Top of Exercise materials

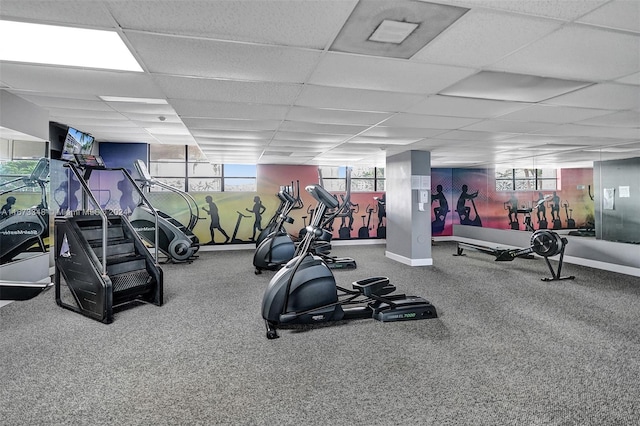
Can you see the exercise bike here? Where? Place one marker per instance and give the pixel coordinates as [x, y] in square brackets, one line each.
[304, 291]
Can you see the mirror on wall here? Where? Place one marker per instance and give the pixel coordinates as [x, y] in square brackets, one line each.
[24, 189]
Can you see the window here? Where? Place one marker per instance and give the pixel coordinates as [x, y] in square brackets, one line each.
[526, 179]
[363, 179]
[185, 167]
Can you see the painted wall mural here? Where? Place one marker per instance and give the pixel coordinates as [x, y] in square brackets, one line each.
[469, 197]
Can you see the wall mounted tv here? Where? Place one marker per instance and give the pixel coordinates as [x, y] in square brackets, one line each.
[76, 142]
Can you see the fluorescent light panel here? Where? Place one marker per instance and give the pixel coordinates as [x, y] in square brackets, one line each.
[392, 31]
[55, 45]
[504, 86]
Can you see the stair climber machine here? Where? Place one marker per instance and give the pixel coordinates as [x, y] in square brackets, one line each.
[24, 230]
[304, 291]
[101, 263]
[176, 241]
[278, 247]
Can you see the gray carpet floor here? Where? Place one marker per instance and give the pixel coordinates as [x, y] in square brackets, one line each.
[507, 349]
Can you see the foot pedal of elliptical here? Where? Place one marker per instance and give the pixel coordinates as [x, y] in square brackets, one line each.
[407, 308]
[378, 286]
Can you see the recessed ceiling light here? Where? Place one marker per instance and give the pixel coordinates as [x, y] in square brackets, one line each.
[56, 45]
[504, 86]
[152, 101]
[392, 31]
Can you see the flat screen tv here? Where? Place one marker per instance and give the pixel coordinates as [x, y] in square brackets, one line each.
[76, 142]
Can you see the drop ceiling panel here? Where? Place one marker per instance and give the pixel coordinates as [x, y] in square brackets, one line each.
[228, 124]
[201, 58]
[577, 52]
[98, 115]
[505, 126]
[381, 141]
[605, 95]
[201, 89]
[401, 132]
[355, 99]
[231, 134]
[309, 137]
[64, 12]
[429, 121]
[332, 129]
[624, 15]
[366, 72]
[617, 119]
[76, 81]
[429, 19]
[593, 131]
[310, 23]
[66, 102]
[191, 108]
[482, 37]
[465, 107]
[565, 10]
[554, 114]
[333, 116]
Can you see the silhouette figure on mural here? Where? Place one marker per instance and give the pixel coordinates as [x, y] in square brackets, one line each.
[68, 188]
[555, 211]
[440, 212]
[126, 199]
[512, 206]
[6, 209]
[215, 220]
[257, 209]
[464, 211]
[381, 230]
[541, 211]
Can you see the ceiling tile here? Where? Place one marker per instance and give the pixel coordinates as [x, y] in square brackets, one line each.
[429, 121]
[505, 126]
[577, 52]
[606, 95]
[565, 10]
[623, 15]
[78, 81]
[617, 119]
[431, 19]
[62, 12]
[482, 37]
[355, 99]
[553, 114]
[192, 108]
[229, 124]
[334, 116]
[332, 129]
[465, 107]
[366, 72]
[311, 24]
[201, 58]
[202, 89]
[401, 132]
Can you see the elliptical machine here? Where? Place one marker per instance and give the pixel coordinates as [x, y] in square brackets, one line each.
[278, 247]
[21, 230]
[176, 241]
[304, 291]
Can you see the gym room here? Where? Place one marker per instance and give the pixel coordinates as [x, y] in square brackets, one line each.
[315, 212]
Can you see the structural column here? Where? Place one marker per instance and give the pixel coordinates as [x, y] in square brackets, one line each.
[408, 184]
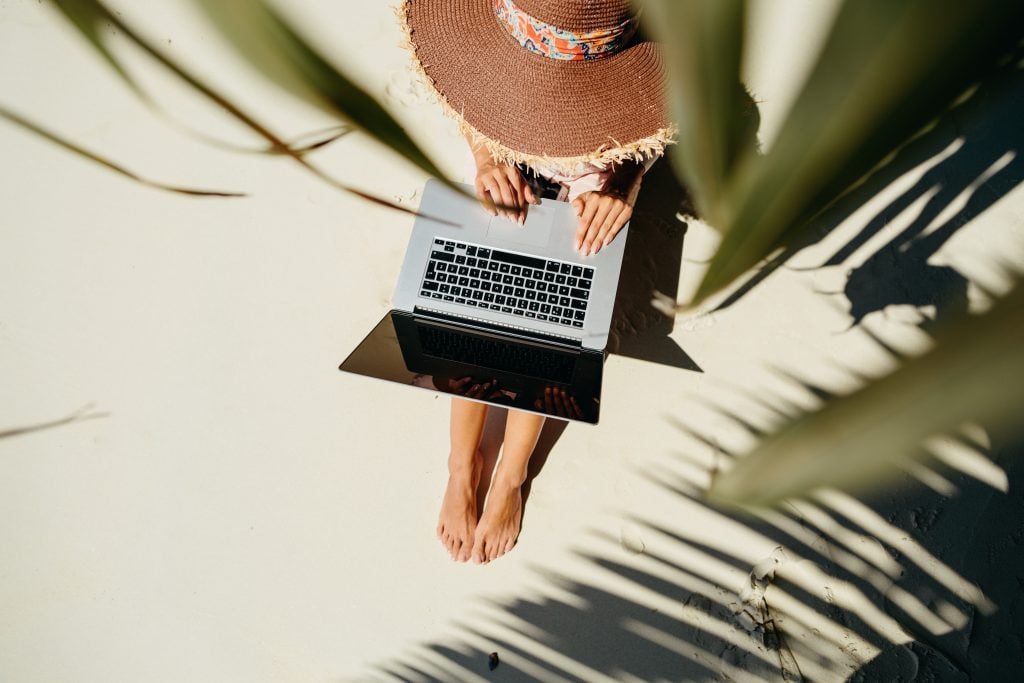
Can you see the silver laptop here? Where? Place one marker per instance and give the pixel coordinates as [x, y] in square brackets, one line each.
[498, 312]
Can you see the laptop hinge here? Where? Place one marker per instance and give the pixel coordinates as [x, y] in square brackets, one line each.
[478, 324]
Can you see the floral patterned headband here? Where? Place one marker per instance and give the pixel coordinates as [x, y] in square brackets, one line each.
[550, 41]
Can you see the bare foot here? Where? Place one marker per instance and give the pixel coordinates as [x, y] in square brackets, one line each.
[499, 527]
[458, 518]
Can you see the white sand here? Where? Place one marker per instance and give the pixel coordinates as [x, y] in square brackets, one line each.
[247, 513]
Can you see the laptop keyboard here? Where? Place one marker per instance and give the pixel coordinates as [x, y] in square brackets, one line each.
[488, 279]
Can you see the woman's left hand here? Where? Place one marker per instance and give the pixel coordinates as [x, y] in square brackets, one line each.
[601, 216]
[603, 213]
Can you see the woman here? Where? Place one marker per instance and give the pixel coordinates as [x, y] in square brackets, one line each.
[555, 97]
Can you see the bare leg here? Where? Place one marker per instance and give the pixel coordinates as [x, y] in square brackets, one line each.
[499, 527]
[458, 517]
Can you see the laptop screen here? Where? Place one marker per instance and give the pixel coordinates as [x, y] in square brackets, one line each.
[495, 369]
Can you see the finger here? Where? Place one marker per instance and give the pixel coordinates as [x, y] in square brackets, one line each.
[578, 206]
[508, 198]
[530, 195]
[495, 189]
[590, 207]
[602, 235]
[519, 186]
[485, 198]
[590, 240]
[623, 218]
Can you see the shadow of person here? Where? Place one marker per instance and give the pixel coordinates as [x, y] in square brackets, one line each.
[650, 263]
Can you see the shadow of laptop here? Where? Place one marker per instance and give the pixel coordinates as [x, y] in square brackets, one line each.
[651, 262]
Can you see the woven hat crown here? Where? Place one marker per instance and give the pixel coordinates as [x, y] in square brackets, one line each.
[578, 14]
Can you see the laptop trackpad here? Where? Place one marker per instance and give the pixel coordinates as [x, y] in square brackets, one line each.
[536, 232]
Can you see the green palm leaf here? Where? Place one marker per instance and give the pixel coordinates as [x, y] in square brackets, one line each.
[888, 68]
[973, 374]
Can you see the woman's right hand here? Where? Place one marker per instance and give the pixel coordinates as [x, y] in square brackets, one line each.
[502, 188]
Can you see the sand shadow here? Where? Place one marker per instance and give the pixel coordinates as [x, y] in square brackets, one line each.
[651, 263]
[987, 141]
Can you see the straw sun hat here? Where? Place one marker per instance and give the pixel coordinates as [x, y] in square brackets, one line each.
[551, 84]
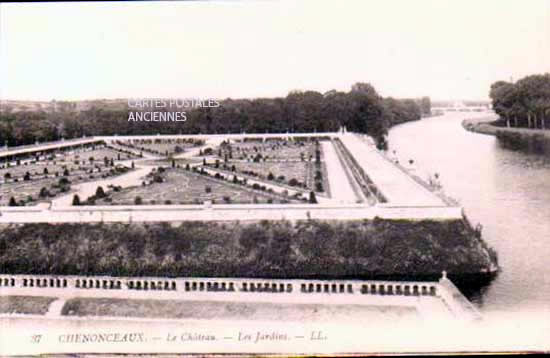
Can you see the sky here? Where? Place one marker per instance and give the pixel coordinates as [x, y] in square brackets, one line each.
[218, 49]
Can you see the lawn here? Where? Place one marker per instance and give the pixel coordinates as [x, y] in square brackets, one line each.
[176, 309]
[273, 150]
[162, 147]
[22, 190]
[25, 304]
[184, 187]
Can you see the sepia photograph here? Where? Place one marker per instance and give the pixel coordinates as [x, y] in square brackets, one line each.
[274, 178]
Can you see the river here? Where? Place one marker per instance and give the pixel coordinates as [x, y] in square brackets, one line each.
[508, 192]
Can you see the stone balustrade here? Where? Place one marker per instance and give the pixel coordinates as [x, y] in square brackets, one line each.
[283, 286]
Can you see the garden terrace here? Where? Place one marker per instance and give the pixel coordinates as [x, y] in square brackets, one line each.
[43, 187]
[274, 150]
[162, 147]
[307, 249]
[180, 186]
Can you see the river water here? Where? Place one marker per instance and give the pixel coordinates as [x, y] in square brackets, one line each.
[508, 192]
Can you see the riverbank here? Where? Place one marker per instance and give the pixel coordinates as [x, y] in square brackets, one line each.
[366, 249]
[530, 140]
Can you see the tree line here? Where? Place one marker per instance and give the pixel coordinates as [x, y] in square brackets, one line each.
[272, 249]
[525, 103]
[361, 109]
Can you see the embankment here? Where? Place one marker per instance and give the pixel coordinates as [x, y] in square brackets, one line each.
[365, 249]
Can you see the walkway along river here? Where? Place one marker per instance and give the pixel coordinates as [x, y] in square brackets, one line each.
[508, 192]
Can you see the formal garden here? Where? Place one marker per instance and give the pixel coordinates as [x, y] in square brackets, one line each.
[294, 164]
[189, 185]
[42, 177]
[161, 147]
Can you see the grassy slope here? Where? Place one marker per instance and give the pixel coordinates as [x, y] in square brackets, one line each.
[175, 309]
[25, 304]
[357, 249]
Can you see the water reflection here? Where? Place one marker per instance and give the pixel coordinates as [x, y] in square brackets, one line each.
[507, 191]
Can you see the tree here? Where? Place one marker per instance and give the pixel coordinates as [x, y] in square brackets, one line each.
[312, 198]
[100, 193]
[43, 192]
[76, 200]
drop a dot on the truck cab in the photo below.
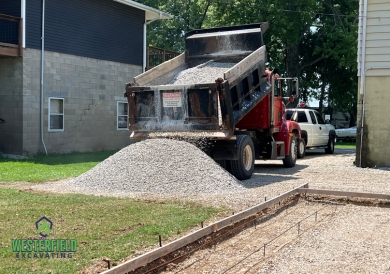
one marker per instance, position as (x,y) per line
(316,132)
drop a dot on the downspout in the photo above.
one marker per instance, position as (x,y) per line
(363,77)
(144,50)
(42,70)
(23,16)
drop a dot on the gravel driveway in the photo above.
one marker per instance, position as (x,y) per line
(319,170)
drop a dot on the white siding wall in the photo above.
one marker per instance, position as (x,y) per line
(377,37)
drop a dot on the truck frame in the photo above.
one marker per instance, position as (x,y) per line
(241,114)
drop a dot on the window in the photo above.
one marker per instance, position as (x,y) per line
(313,118)
(319,118)
(302,117)
(121,115)
(56,114)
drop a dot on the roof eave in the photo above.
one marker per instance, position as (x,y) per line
(151,14)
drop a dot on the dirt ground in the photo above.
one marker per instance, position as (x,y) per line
(344,238)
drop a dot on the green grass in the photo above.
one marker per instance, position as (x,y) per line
(53,167)
(102,227)
(351,145)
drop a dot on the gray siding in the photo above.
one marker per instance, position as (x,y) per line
(99,29)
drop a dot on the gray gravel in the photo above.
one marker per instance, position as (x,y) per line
(202,74)
(159,166)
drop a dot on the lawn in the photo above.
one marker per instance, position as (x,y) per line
(102,226)
(53,167)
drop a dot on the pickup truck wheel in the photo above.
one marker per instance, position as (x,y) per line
(301,148)
(291,159)
(243,168)
(330,148)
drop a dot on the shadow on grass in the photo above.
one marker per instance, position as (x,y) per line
(63,159)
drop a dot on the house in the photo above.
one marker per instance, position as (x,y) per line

Bottom of Exercise materials

Every line in the data that includes the word "truck" should be counted, and only the resulting number given.

Solved exercise
3